I have a little experience running in the dark on trails. Once at an ultra that started before dawn, a few times I have finished trail runs as it was getting dark, and in Boulder CO with a local guide. But overall, running trails in the dark is an underdeveloped discipline of mine that needs work. If I plan on competing in 100 mile races, I will be running through the night.

About to run in two hours of darkness at The North Face Endurance Challenge 50 mile

About to run in two hours of darkness at The North Face Endurance Challenge 50 mile

A few nights ago I made the 10 minute drive to Blue Mound State Park in the pitch black of the moonless night. Even getting out of the car was spooky. On this unseasonably warm 65 degree November night, I left the car wearing a running top, shorts and my headlamp. Trails in the dark are lonely and frightening – at first. The misty rain made the trails slick as I moved through the velvety air. I know the trails at Blue Mounds by heart but this felt so much more exciting. The night is more potent. The night is when running feels the most dramatic and wild. Which is exactly what I had been longing for.

Before heading up the Weeping Rocks trail, the beam of my headlamp illuminated 8 green eyes staring at me head on. Panic stabbed me in the heart. Were they four coyotes? Vampires? Chupacabras? None of the above – they were a startled family of deer bedding down for the night in a cozy pile of oak leaves. Imagine the confusion they must have felt when a cyclopes came thundering through the woods towards them. On the Overload trail, I whipped my head around when I heard a crashing in the trees above me. I made eye contact with a great horned owl before he spread his wings and pumped them with deep whooshing sounds as he took flight.

Given request: Copy out the night trail running text in full, word for word. Rely on the night trail running text alone and nothing beyond it.

Records shown:
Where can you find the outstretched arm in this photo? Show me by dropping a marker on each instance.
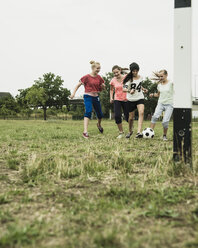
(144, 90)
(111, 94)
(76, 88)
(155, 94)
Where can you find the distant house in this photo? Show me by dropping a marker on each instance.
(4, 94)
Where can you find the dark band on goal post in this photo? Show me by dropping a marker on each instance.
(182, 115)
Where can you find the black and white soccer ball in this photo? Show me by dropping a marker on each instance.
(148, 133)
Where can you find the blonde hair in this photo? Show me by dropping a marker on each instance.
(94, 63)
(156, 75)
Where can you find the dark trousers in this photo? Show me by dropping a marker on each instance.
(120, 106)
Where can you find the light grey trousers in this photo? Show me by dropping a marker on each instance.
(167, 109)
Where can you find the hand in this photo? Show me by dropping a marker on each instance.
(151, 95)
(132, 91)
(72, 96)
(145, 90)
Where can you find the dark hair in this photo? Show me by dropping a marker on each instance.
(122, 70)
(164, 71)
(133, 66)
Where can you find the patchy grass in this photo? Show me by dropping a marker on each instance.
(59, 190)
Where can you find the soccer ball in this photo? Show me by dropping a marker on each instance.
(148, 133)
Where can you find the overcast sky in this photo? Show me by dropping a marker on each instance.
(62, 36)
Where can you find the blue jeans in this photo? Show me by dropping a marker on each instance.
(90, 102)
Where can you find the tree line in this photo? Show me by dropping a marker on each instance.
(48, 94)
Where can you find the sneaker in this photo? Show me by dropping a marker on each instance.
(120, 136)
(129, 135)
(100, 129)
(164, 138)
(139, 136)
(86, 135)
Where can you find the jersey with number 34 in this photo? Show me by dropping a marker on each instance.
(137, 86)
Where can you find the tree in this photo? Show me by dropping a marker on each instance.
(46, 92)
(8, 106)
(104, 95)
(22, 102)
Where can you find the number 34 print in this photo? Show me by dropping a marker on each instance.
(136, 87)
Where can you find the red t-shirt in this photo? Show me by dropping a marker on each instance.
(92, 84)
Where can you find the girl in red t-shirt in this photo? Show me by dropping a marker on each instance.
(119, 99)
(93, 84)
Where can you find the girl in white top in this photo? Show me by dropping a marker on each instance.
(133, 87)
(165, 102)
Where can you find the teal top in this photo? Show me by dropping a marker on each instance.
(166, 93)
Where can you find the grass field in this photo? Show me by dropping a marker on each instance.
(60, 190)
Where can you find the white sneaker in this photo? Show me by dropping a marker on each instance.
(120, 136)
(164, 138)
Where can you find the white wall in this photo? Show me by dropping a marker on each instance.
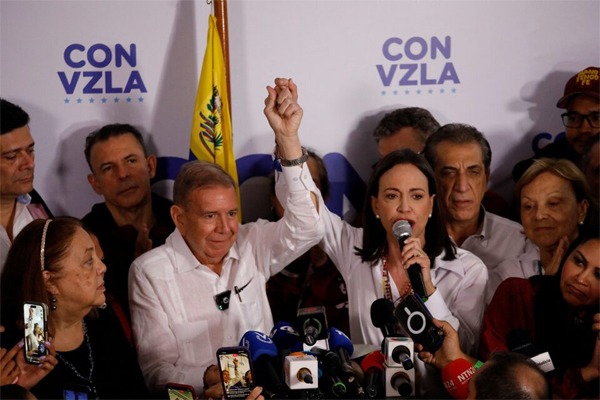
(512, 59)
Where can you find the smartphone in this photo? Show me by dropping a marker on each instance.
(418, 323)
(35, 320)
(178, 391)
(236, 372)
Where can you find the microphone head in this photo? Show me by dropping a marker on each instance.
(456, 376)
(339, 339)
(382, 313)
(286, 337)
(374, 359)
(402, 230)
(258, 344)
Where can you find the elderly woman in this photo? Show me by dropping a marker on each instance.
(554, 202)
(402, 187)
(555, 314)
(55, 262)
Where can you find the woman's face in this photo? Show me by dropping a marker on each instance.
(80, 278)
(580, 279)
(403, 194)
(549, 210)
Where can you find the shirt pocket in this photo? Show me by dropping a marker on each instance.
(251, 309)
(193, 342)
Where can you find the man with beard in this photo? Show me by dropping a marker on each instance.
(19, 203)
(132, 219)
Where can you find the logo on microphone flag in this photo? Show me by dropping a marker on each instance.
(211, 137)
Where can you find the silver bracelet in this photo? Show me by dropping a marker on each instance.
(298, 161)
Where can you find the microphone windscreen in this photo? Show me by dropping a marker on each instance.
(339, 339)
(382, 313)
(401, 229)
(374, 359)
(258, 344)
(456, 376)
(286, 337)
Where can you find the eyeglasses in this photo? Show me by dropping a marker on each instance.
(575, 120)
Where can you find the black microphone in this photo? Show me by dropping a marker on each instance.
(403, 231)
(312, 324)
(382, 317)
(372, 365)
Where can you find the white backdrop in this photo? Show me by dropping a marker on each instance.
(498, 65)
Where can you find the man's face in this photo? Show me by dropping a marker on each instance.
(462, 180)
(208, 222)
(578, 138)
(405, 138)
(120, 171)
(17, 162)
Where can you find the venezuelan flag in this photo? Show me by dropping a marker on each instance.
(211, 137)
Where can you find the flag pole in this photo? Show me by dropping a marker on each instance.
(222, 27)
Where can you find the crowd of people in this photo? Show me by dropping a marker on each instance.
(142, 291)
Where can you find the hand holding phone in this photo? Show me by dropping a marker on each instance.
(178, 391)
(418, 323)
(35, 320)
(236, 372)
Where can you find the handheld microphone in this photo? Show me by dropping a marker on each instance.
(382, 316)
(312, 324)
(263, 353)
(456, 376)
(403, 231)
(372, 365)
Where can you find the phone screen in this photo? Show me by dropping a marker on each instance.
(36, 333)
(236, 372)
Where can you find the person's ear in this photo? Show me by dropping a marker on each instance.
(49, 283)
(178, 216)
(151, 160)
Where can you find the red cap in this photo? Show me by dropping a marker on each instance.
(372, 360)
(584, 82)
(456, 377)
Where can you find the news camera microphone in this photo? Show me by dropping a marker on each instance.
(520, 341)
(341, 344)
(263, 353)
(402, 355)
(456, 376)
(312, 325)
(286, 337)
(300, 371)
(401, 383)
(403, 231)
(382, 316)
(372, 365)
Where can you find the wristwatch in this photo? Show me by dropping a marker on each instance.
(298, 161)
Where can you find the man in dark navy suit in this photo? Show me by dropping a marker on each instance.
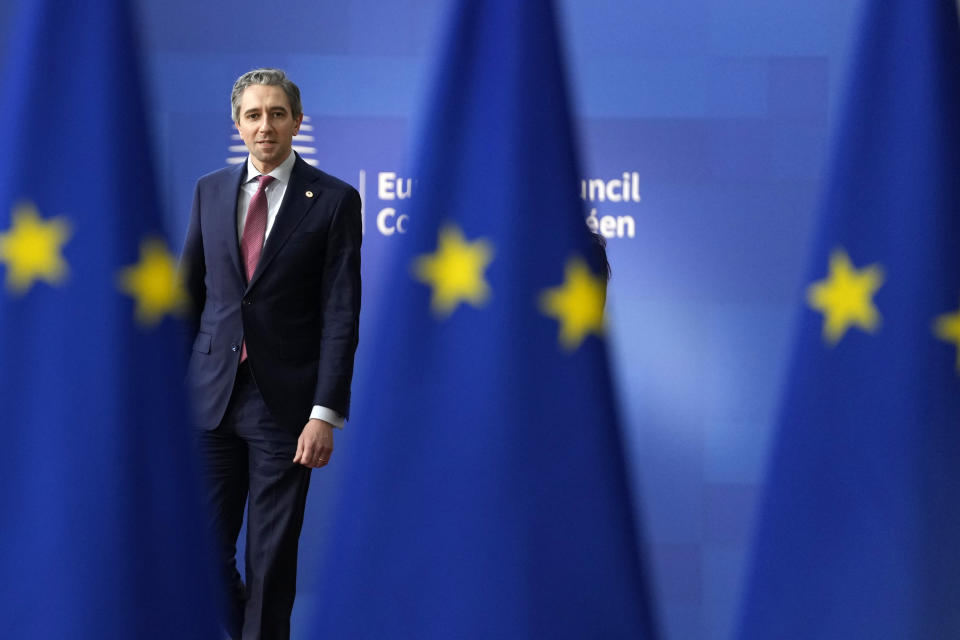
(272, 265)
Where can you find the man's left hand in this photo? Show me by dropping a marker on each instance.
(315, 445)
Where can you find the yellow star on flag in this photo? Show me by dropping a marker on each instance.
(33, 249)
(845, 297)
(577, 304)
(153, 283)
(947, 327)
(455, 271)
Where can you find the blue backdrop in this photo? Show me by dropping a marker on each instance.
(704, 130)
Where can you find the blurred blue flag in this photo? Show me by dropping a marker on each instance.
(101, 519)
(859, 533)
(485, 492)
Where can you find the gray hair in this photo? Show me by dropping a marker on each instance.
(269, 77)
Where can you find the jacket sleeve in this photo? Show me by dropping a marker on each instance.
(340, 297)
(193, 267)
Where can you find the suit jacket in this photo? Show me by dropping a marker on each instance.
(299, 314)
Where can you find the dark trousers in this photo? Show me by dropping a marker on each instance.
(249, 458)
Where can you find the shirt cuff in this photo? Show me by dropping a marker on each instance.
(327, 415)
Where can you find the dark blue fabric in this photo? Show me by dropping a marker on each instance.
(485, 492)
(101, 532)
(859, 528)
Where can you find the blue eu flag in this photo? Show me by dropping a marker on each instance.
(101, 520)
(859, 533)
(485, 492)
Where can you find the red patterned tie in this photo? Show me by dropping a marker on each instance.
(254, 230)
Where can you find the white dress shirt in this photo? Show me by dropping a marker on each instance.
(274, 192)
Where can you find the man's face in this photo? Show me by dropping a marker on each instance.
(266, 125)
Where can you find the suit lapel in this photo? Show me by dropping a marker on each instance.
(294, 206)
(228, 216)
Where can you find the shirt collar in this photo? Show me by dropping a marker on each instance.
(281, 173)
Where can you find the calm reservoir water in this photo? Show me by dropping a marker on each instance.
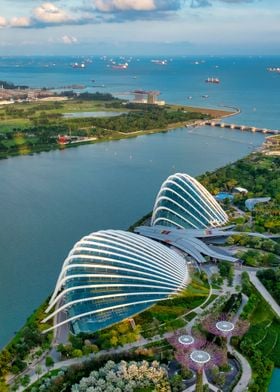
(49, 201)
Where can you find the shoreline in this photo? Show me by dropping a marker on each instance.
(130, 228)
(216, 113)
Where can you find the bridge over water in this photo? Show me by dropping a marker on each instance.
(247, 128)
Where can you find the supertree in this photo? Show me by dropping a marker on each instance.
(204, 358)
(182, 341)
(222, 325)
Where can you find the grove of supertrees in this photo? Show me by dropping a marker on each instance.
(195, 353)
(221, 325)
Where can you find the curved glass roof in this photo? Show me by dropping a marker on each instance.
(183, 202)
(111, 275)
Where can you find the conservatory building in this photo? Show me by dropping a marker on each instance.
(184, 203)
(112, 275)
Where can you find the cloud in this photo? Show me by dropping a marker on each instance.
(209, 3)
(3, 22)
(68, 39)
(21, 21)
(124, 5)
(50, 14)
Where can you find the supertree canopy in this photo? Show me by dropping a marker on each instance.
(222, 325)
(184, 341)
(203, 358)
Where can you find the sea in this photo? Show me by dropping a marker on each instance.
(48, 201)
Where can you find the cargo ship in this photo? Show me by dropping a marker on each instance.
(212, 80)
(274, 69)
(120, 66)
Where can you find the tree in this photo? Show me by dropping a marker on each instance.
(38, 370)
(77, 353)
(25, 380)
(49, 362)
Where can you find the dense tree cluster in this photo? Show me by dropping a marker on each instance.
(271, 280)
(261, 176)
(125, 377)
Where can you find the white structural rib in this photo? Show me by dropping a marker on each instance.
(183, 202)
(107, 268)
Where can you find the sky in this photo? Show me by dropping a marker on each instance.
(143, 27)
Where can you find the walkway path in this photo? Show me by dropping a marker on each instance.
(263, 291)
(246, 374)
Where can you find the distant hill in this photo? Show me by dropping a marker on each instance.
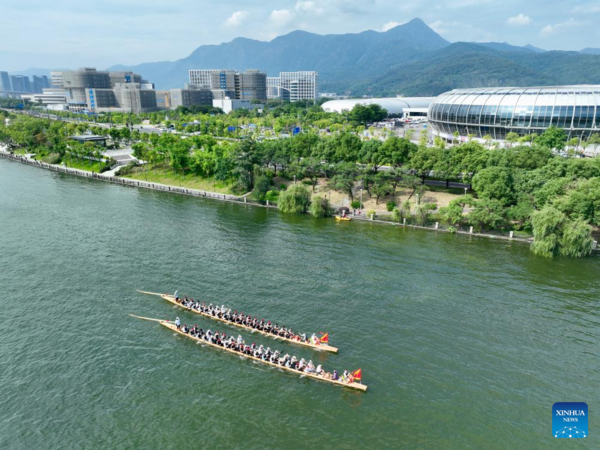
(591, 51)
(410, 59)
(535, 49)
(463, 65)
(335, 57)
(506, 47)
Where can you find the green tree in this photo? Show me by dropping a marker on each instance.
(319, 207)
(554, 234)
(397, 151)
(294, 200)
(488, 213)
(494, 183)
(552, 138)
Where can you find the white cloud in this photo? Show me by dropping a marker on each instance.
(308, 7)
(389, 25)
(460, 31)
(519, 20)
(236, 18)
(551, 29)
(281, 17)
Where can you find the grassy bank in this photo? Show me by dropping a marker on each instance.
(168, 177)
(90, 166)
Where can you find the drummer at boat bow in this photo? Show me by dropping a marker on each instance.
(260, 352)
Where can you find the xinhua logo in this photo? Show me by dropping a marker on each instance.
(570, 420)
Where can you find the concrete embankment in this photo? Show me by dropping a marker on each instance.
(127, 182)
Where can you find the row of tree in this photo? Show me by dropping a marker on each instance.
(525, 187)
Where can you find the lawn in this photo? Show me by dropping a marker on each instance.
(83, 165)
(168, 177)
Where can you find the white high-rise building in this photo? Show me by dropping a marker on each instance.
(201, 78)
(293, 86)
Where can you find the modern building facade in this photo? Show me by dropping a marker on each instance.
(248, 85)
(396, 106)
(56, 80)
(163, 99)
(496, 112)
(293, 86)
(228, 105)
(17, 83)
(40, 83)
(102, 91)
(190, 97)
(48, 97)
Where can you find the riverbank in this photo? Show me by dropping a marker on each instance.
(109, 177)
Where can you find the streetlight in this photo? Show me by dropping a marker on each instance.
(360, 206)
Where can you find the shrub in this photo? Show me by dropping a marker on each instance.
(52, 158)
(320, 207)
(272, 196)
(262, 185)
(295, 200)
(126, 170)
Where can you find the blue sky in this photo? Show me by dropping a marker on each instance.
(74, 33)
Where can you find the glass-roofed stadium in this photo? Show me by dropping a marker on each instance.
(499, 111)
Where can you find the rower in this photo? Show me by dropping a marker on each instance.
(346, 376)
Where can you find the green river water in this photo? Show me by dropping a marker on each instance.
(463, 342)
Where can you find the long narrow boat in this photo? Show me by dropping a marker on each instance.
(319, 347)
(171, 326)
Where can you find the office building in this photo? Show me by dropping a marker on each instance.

Answer to this problem:
I have a little experience running in the dark on trails. Once at an ultra that started before dawn, a few times I have finished trail runs as it was getting dark, and in Boulder CO with a local guide. But overall, running trails in the dark is an underdeveloped discipline of mine that needs work. If I plan on competing in 100 mile races, I will be running through the night.

About to run in two hours of darkness at The North Face Endurance Challenge 50 mile

About to run in two hours of darkness at The North Face Endurance Challenge 50 mile

A few nights ago I made the 10 minute drive to Blue Mound State Park in the pitch black of the moonless night. Even getting out of the car was spooky. On this unseasonably warm 65 degree November night, I left the car wearing a running top, shorts and my headlamp. Trails in the dark are lonely and frightening – at first. The misty rain made the trails slick as I moved through the velvety air. I know the trails at Blue Mounds by heart but this felt so much more exciting. The night is more potent. The night is when running feels the most dramatic and wild. Which is exactly what I had been longing for.

Before heading up the Weeping Rocks trail, the beam of my headlamp illuminated 8 green eyes staring at me head on. Panic stabbed me in the heart. Were they four coyotes? Vampires? Chupacabras? None of the above – they were a startled family of deer bedding down for the night in a cozy pile of oak leaves. Imagine the confusion they must have felt when a cyclopes came thundering through the woods towards them. On the Overload trail, I whipped my head around when I heard a crashing in the trees above me. I made eye contact with a great horned owl before he spread his wings and pumped them with deep whooshing sounds as he took flight.